#### Testo fornito

········

Dalla narrazione di Agnello apprendiamo che, negli ultimi anni di vita, F. ordinò di dare alle fiamme tutti i suoi scritti perché, come riferisce il biografo, era divenuto cieco ed era quindi impossibilitato a revisionarli. In realtà sembra più verosimile spiegazione del gesto il fatto che quegli scritti non fossero troppo conformi all'ortodossia romana. Ai tempi di Agnello si conservava ancora di F. una omelia su un passo del Vangelo secondo Matteo (24,15), a noi non pervenuta. Degli altri suoi scritti oggi ci resta solo l'introduzione alla collectio Feliciana, la raccolta delle omelie di s. Pier Crisologo, da lui curata. A F. si deve, inoltre, la revisione dell'antico officio liturgico della Chiesa ravennate, che risaliva all'epoca dell'arcivescovo Massimiano (546-556). Senipre secondo Agnello, F. fece eseguire lavori di ristrutturazione ed ampliamento dell'episcopio; in particolare fece costruire (o semplicemente ristrutturare) il "salutatorium", cioè la sala delle udienze vescovili, e la sua residenza privata, quella che fu detta la "donius Felicis", ubicata presso il complesso dell'episcopio.

········

#### Consegna
Elenca tutte le persone chiamate per nome nel testo fornito, tranne F.

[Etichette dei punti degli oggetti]
········

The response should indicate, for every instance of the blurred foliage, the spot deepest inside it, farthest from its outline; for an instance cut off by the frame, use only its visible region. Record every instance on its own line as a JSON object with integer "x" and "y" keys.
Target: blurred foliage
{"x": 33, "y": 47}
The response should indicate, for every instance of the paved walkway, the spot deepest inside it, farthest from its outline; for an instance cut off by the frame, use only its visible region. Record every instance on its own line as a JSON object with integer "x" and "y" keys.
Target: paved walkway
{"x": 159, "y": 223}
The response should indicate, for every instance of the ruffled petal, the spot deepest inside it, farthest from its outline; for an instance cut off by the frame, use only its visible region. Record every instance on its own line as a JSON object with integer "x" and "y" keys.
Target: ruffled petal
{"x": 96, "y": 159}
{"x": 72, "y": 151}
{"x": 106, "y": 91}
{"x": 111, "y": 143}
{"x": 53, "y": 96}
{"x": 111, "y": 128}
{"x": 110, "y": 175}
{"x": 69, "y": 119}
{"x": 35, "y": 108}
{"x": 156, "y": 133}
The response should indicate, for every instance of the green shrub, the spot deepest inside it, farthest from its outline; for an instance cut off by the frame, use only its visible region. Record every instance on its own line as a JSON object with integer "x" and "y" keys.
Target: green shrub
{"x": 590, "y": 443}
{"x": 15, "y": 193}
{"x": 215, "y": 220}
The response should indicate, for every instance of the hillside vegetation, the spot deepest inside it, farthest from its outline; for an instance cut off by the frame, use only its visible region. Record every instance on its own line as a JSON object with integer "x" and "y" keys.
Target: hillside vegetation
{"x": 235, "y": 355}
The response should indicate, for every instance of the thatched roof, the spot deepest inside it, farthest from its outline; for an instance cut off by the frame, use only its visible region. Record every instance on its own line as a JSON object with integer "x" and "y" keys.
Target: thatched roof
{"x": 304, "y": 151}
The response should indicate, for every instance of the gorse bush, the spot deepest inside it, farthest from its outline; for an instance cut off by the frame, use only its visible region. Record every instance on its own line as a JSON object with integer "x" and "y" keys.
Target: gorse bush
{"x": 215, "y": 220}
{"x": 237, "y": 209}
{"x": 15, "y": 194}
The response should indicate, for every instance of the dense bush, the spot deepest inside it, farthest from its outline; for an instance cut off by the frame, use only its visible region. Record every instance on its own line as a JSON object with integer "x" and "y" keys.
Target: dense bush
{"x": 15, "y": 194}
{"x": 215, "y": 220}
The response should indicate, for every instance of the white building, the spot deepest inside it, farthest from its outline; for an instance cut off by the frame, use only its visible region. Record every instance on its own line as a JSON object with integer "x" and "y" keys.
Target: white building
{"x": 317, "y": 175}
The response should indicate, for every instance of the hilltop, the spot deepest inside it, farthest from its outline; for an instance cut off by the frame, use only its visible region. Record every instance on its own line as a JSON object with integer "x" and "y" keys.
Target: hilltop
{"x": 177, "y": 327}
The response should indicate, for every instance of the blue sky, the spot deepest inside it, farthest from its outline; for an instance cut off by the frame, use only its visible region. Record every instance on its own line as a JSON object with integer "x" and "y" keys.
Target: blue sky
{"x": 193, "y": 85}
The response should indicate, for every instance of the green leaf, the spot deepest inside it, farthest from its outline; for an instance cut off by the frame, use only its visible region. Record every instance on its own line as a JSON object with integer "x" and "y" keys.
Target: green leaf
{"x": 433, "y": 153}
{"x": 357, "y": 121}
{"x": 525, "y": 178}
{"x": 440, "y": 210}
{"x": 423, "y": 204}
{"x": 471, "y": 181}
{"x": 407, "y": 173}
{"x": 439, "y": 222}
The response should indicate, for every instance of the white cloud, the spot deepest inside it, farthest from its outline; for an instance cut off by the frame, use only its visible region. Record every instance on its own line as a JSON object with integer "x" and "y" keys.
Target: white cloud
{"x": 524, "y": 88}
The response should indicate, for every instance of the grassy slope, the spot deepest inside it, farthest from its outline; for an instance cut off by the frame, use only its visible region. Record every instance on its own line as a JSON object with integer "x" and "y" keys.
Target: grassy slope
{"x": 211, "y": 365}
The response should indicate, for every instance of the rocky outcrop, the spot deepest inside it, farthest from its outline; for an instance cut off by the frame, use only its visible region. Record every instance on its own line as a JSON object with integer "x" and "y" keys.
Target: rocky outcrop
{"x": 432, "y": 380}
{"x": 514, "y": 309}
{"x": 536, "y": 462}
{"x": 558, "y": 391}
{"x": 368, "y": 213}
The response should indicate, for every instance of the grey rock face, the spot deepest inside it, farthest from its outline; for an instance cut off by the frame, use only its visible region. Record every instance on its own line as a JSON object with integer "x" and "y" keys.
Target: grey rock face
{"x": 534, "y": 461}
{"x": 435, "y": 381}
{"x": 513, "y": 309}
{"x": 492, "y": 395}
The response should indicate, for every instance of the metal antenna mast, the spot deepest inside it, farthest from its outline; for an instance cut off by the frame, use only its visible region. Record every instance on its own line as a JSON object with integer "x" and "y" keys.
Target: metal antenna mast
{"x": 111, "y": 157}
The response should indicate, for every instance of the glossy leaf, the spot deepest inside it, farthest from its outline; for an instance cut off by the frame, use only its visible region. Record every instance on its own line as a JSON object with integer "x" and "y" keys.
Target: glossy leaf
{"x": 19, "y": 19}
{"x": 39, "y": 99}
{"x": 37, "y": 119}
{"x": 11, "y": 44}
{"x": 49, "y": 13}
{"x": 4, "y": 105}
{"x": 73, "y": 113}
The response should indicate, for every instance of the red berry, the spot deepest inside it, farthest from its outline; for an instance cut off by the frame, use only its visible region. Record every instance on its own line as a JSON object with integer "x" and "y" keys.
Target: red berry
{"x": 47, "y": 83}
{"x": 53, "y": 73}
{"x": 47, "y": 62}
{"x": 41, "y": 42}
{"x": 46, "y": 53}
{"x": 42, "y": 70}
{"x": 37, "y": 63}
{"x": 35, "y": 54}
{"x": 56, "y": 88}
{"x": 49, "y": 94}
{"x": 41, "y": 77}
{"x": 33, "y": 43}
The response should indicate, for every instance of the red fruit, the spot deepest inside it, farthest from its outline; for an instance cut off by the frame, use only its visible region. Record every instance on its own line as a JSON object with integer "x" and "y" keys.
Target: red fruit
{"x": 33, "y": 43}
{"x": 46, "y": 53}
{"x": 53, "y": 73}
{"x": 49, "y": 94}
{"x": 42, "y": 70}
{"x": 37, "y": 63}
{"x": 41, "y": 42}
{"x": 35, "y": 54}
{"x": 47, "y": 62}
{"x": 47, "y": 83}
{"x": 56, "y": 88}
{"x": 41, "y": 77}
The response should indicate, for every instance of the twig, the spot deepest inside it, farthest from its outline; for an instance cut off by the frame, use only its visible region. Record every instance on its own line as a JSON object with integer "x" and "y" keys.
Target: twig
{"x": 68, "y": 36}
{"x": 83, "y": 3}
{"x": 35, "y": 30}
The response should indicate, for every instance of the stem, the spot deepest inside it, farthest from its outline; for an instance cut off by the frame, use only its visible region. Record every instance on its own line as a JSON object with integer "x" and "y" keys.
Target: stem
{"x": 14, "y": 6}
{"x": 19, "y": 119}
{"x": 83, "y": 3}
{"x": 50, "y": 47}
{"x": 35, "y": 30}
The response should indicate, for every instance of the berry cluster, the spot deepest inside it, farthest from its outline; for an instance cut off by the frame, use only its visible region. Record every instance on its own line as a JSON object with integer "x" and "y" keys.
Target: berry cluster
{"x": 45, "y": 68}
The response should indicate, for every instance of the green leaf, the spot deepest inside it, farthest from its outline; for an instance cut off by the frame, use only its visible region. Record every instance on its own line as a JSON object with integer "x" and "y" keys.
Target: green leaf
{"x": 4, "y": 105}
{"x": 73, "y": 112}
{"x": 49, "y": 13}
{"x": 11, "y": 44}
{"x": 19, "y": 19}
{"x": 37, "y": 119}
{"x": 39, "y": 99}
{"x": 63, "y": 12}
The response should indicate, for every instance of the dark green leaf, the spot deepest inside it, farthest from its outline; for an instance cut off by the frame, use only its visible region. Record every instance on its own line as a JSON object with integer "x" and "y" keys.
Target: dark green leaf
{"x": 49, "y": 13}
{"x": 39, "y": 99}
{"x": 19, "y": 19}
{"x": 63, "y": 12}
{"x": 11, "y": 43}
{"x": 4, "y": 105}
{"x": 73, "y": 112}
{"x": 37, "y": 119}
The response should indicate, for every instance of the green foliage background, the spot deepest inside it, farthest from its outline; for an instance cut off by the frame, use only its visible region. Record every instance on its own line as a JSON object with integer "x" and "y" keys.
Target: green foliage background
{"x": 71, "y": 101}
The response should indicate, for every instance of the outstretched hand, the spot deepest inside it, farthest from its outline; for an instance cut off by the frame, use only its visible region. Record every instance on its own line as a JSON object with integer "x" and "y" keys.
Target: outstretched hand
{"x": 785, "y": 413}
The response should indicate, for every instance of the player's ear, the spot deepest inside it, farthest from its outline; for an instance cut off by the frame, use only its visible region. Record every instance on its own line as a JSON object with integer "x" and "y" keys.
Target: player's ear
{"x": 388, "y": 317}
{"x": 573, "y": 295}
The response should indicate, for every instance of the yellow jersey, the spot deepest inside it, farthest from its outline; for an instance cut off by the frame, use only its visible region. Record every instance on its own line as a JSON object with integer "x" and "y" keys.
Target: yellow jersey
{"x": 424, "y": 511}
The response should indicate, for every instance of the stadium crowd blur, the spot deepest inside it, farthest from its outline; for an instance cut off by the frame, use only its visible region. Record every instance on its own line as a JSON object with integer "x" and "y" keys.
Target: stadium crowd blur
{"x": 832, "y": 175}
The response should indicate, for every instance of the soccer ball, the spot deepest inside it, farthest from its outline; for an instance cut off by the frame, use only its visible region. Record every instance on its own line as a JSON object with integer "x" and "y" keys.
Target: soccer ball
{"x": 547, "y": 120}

········

#### Risposta
Agnello, Matteo, s. Pier Crisologo, Massimiano